**Required actions:**
1. In the passage on child feeding practices, which three states does the NGO CHETNA work across?
2. Reproduce the passage on child feeding practices word for word, everything from "The second issue" down to "the tail end.".

**Selected passage:**
The second issue relates to young child feeding practices. At root are widespread practices like not introducing semi-solid food after six months, prolonging breastfeeding well beyond the recommended six months and giving food lacking in nutritional diversity. NFHS 5 shows that the improvement has been marginal over the last two reports and surprisingly, states like Maharashtra, Rajasthan, Assam, UP and Gujarat are at the tail end.
The feedback from a 40-year-old NGO CHETNA (with whom the writer is associated), which works for women’s and children’s health and nutrition across three states (Gujarat, Madhya Pradesh, and Rajasthan) is revealing. The NGO echoes the findings on breastfeeding and young children’s feeding practices, not through surveys, but by observing what goes on within the homes. Young children are allowed to run around while eating, exposing the food to flies, dust and heat. The NGO also found that children are weaned on watery liquid from cooked grain when they need energy and nutrition-dense food to develop. Even one teaspoon of ghee or oil added to semi-solid dal or khichri can provide adequate protein and calories, But mothers are ignorant of this. Equally, diversity in diet is important. Families start kitchen gardens and some even rear poultry once they are taught how nutrition can be improved.

[Images for object localization]
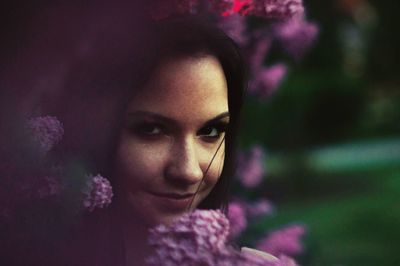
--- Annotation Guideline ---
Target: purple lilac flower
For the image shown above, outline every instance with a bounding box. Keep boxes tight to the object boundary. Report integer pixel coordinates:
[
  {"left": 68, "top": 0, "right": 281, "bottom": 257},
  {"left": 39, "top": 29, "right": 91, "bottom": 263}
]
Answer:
[
  {"left": 257, "top": 225, "right": 306, "bottom": 256},
  {"left": 218, "top": 14, "right": 248, "bottom": 46},
  {"left": 37, "top": 176, "right": 62, "bottom": 199},
  {"left": 248, "top": 30, "right": 272, "bottom": 72},
  {"left": 236, "top": 146, "right": 265, "bottom": 188},
  {"left": 245, "top": 199, "right": 274, "bottom": 218},
  {"left": 28, "top": 116, "right": 64, "bottom": 153},
  {"left": 83, "top": 175, "right": 113, "bottom": 211},
  {"left": 249, "top": 63, "right": 287, "bottom": 98},
  {"left": 208, "top": 0, "right": 234, "bottom": 15},
  {"left": 148, "top": 210, "right": 229, "bottom": 265},
  {"left": 147, "top": 210, "right": 292, "bottom": 266},
  {"left": 273, "top": 19, "right": 318, "bottom": 60},
  {"left": 250, "top": 0, "right": 304, "bottom": 20},
  {"left": 275, "top": 255, "right": 297, "bottom": 266},
  {"left": 228, "top": 202, "right": 247, "bottom": 238}
]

**Exercise responses:**
1. Gujarat, Madhya Pradesh, and Rajasthan.

2.
The second issue relates to young child feeding practices. At root are widespread practices like not introducing semi-solid food after six months, prolonging breastfeeding well beyond the recommended six months and giving food lacking in nutritional diversity. NFHS 5 shows that the improvement has been marginal over the last two reports and surprisingly, states like Maharashtra, Rajasthan, Assam, UP and Gujarat are at the tail end.